» TASK DESCRIPTION
The answer is every line of the records that holds the word "brown", copied in full.
::::::::::
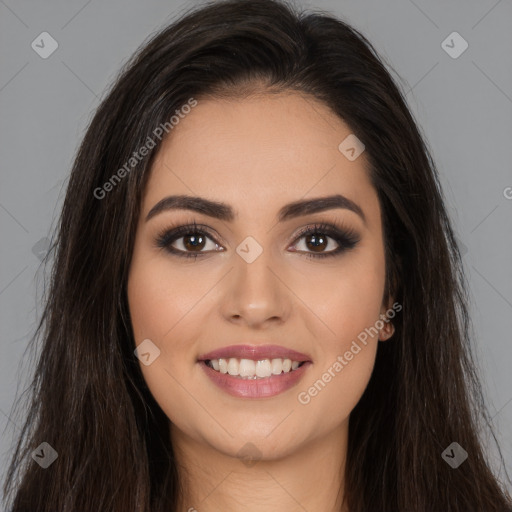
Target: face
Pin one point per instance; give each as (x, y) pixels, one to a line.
(256, 311)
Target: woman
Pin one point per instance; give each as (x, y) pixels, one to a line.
(257, 300)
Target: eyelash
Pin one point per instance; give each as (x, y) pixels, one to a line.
(346, 238)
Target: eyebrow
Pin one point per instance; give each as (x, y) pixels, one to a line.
(223, 211)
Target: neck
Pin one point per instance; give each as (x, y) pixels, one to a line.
(310, 478)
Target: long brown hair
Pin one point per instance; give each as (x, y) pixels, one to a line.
(89, 399)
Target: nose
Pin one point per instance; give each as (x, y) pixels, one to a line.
(255, 294)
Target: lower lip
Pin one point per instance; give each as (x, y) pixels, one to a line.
(255, 388)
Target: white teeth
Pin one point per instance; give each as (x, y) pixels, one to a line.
(277, 366)
(233, 366)
(223, 366)
(247, 368)
(263, 368)
(250, 369)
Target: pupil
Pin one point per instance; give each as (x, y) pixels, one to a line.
(194, 241)
(319, 243)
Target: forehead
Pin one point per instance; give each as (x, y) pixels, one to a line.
(257, 154)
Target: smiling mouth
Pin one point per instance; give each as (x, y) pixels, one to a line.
(250, 369)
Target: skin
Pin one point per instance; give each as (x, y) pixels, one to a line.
(257, 155)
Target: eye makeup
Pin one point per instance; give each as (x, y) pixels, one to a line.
(198, 234)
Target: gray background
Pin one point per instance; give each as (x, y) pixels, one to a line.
(463, 106)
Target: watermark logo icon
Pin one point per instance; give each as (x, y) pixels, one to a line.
(147, 352)
(454, 455)
(351, 147)
(44, 455)
(454, 45)
(249, 249)
(44, 45)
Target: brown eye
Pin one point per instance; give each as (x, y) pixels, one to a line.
(187, 241)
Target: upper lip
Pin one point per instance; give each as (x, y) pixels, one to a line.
(256, 352)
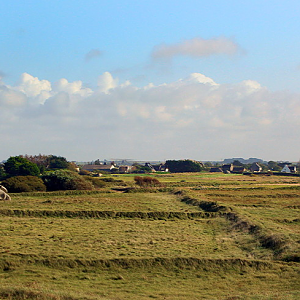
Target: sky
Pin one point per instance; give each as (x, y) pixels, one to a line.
(150, 80)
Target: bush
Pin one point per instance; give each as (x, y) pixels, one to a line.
(19, 184)
(96, 181)
(65, 180)
(187, 165)
(146, 181)
(20, 166)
::::::::::
» YOUR RESPONSE
Target: long brown hair
Target: brown eye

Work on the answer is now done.